## ABOUT THIS EXERCISE:
Return the whole listing, keeping every character the same.

──────

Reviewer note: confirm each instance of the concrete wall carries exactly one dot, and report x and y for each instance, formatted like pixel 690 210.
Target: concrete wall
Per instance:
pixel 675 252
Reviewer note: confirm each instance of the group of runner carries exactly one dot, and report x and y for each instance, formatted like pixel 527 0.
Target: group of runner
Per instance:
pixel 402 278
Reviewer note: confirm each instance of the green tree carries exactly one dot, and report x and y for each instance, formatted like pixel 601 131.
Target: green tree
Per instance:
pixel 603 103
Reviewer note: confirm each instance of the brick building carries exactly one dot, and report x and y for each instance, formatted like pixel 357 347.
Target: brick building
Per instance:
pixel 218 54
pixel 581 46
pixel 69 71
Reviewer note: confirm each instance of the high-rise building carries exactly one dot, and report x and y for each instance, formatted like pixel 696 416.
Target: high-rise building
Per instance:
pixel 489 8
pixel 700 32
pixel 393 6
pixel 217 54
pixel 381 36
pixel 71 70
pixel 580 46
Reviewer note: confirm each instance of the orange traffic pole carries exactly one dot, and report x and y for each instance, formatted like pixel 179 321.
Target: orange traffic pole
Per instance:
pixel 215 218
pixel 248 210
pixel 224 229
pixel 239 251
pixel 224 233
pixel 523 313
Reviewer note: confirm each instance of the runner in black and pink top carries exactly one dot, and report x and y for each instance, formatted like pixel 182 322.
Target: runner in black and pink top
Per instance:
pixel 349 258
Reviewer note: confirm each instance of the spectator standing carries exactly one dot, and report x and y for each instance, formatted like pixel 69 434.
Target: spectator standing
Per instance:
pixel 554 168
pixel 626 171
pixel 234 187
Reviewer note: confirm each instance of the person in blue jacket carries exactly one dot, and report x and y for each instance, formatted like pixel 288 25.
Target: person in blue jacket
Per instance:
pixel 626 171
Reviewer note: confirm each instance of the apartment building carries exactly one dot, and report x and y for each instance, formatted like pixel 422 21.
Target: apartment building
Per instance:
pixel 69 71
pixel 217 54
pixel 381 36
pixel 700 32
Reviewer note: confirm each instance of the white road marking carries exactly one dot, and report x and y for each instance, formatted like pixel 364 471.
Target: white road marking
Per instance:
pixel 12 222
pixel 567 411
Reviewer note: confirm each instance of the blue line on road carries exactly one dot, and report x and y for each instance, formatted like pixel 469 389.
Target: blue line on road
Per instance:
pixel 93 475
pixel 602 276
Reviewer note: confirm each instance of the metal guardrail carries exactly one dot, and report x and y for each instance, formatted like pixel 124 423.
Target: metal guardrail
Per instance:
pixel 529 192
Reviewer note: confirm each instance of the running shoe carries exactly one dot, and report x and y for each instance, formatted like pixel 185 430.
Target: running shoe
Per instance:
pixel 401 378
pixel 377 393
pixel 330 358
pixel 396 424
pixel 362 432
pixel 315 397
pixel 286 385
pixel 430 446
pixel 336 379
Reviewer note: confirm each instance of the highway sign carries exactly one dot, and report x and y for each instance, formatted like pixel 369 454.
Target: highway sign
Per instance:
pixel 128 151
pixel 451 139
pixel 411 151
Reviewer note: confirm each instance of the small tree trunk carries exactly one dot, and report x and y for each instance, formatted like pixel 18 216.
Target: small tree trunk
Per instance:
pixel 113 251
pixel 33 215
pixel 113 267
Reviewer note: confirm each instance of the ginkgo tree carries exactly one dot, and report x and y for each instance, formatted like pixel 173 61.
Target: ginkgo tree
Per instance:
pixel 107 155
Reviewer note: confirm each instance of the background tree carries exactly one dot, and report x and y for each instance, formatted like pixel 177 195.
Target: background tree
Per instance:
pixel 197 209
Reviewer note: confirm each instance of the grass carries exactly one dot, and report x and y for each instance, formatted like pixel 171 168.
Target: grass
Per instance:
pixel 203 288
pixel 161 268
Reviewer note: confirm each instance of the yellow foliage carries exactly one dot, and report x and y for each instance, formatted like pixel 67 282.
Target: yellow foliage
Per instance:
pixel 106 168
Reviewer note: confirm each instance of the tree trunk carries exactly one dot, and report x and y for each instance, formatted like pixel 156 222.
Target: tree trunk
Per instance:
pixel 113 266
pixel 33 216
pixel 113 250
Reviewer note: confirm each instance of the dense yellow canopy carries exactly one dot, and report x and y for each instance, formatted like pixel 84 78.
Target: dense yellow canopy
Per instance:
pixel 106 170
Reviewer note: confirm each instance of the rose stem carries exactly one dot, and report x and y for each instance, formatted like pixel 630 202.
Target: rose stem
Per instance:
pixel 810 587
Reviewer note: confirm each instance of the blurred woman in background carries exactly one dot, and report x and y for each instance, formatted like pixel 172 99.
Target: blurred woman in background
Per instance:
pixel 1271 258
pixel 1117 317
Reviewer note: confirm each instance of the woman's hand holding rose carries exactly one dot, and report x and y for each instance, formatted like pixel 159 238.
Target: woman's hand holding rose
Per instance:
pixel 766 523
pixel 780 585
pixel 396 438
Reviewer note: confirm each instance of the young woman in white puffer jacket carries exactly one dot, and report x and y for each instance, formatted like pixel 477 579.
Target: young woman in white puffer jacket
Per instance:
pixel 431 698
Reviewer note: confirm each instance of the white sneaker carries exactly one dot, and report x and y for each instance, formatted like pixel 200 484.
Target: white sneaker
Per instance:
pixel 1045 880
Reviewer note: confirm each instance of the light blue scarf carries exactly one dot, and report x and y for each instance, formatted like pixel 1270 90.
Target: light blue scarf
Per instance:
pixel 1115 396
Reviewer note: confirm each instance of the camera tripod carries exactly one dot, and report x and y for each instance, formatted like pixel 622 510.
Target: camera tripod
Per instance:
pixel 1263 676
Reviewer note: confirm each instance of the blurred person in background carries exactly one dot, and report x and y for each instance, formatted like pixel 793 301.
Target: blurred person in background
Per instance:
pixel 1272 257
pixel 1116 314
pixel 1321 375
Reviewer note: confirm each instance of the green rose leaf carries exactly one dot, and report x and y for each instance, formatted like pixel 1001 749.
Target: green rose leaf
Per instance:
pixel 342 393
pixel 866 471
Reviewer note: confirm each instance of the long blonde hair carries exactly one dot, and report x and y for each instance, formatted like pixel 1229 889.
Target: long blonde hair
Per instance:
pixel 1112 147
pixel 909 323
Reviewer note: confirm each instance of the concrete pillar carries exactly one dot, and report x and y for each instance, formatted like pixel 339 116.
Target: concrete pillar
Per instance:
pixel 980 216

──────

## SOLVED EXERCISE:
Reviewer note: confirm each instance of the concrete wall carries exactly one dot, and report x and y for each instance, formatted like pixel 690 210.
Target: concrete wall
Per instance:
pixel 675 252
Reviewer note: confirm each instance of the group of runner carries exactly one dot, and report x and y for each instance, formatted like pixel 527 0.
Target: group of runner
Per instance:
pixel 402 278
Reviewer note: confirm each instance of the green tree carries exactly one dot, and report x and y for each instance, formatted like pixel 601 131.
Target: green tree
Per instance:
pixel 603 103
Reviewer note: confirm each instance of the brick building carries exactly one dot, and report x and y for each instance, formatted like pixel 357 347.
Target: brick building
Per instance:
pixel 218 54
pixel 581 46
pixel 69 71
Reviewer note: confirm each instance of the high-rise building carries exactly one dot, and report x and y for each instance, formatted like pixel 696 416.
Target: high-rise building
Per instance:
pixel 489 8
pixel 700 32
pixel 393 6
pixel 217 54
pixel 381 36
pixel 71 70
pixel 580 46
Reviewer note: confirm each instance of the orange traffic pole carries exactly one dot, and report x and y for each instance, formatted like pixel 179 321.
Target: orange traffic pole
Per instance:
pixel 215 218
pixel 248 210
pixel 224 229
pixel 239 251
pixel 224 233
pixel 523 313
Reviewer note: confirm each instance of the runner in black and pink top carries exactly one dot, and report x and y for each instance, formatted like pixel 182 322.
Target: runner in black and pink top
Per instance:
pixel 349 258
Reviewer note: confirm each instance of the spectator standing carries exactly one dot, and report x and y for each instance, formatted like pixel 69 434.
Target: spectator standing
Per instance:
pixel 554 168
pixel 626 171
pixel 234 187
Reviewer note: confirm each instance of the person in blue jacket carries exactly one dot, and report x and y for each instance, formatted like pixel 288 25.
Target: person in blue jacket
Per instance:
pixel 626 171
Reviewer note: confirm each instance of the apartment building carries exactly one dot, and report x and y for each instance, formatted like pixel 422 21.
Target: apartment building
Per instance:
pixel 69 71
pixel 217 54
pixel 381 36
pixel 700 32
Reviewer note: confirm each instance of the white road marking carries exactly one dot, and report x and y for each instance, formatted like pixel 364 471.
Target: white road marking
Per instance:
pixel 12 222
pixel 567 411
Reviewer note: confirm each instance of the blue line on road carries exactly one dot, and report x and y for each instance, formatted like pixel 469 389.
Target: blue line on road
Per instance:
pixel 93 475
pixel 602 276
Reviewer note: confirm each instance of the metal guardrail carries exactly one dot, and report x and y for each instance, formatted like pixel 124 423.
Target: metal guardrail
Per instance:
pixel 529 192
Reviewer note: confirm each instance of the running shoe carries exactly one dot, and report x and y for each instance, formatted like pixel 185 430.
Target: running shoe
Per instance:
pixel 401 378
pixel 377 393
pixel 330 358
pixel 396 424
pixel 362 432
pixel 315 397
pixel 286 385
pixel 430 446
pixel 336 379
Reviewer note: confirm each instance of the highway sign carries exactly one dot, and report x and y for each instance, formatted like pixel 369 454.
Target: highway sign
Per instance:
pixel 128 151
pixel 451 139
pixel 411 151
Reviewer note: confirm each instance of the small tree trunk carries exactly one dot, and report x and y for each instance, formatted like pixel 18 216.
Target: small tree trunk
Per instance:
pixel 113 251
pixel 33 215
pixel 113 267
Reviewer note: confirm each instance of the ginkgo tree carries exactly one dot, and report x and y for each instance, formatted like pixel 173 61.
Target: ginkgo tree
Per instance:
pixel 107 155
Reviewer note: confirm each instance of the background tree carries exactly one dot, and report x and y for each instance, formatted like pixel 177 195.
Target: background tree
Per instance:
pixel 197 209
Reviewer note: confirm each instance of the grass carries exactly one dot, and report x and y for each instance, formatted like pixel 171 168.
Target: grass
Per instance:
pixel 203 288
pixel 161 268
Reviewer note: confirm each instance of the yellow foliage carries exactly one dot, and report x and y for each instance, formatted like pixel 67 282.
Target: yellow foliage
Per instance:
pixel 106 168
Reviewer note: confirm each instance of the tree trunk carries exactly one dot, and report x and y for each instance, formatted like pixel 156 222.
Target: tree trunk
Per instance:
pixel 113 266
pixel 33 216
pixel 113 250
Reviewer note: confirm each instance of the dense yellow canopy carries exactly one dot, and report x and y for each instance, formatted like pixel 84 78.
Target: dense yellow canopy
Per instance:
pixel 106 170
Reviewer note: confirm each instance of the rose stem carries exactly one dot, and report x and y for each instance, formatted like pixel 630 202.
Target: rose stem
Per instance:
pixel 810 587
Reviewer note: confirm each instance of the blurred woman in background carries exactly one dot, and report x and y for each instance, formatted like pixel 172 99.
Target: blurred woman in background
Per instance:
pixel 1271 258
pixel 1117 317
Reviewer note: confirm each instance of the woman's hand holding rose carries exactly one dot, and report x and y for each instance, formatted like pixel 159 238.
Target: woman's hand holding rose
Per instance:
pixel 766 523
pixel 780 585
pixel 396 438
Reviewer note: confirm each instance of the young woman in white puffer jacket carries exactly one dot, and report x and y for each instance, formatted like pixel 477 579.
Target: young woman in white puffer jacket
Per instance:
pixel 431 698
Reviewer note: confirm each instance of the white sneaker carries exactly one dot, and report x and y for each instance, formatted like pixel 200 484.
Target: white sneaker
Per instance:
pixel 1045 880
Reviewer note: confirm each instance of the light blue scarf carries exactly one dot, and report x and y for each instance, formatted like pixel 1270 90.
Target: light blue scarf
Per instance:
pixel 1115 396
Reviewer note: confirm each instance of the camera tripod carries exactly one dot, and report x and y for each instance, formatted like pixel 622 510.
Target: camera tripod
Per instance:
pixel 1263 676
Reviewer note: confirm each instance of the blurred person in background carries exactly one dot, and report x and y for each instance, formatted like pixel 793 301.
Target: blurred person in background
Per instance:
pixel 1272 257
pixel 1116 314
pixel 1321 375
Reviewer note: confirm each instance of the green rose leaf carries exactly one dot, and report x and y for each instance, formatted like pixel 1001 749.
Target: green rose leaf
Per instance:
pixel 342 393
pixel 866 471
Reviewer note: confirm each instance of the long blonde hair carries exactly one dot, and report x and y for each instance, formatted like pixel 1229 889.
Target: long blonde hair
Per instance:
pixel 1112 147
pixel 909 323
Reviewer note: confirm each instance of the concrete pillar carries exactly one dot, and report x and y for each instance, formatted like pixel 339 116.
Target: concrete pillar
Per instance:
pixel 980 216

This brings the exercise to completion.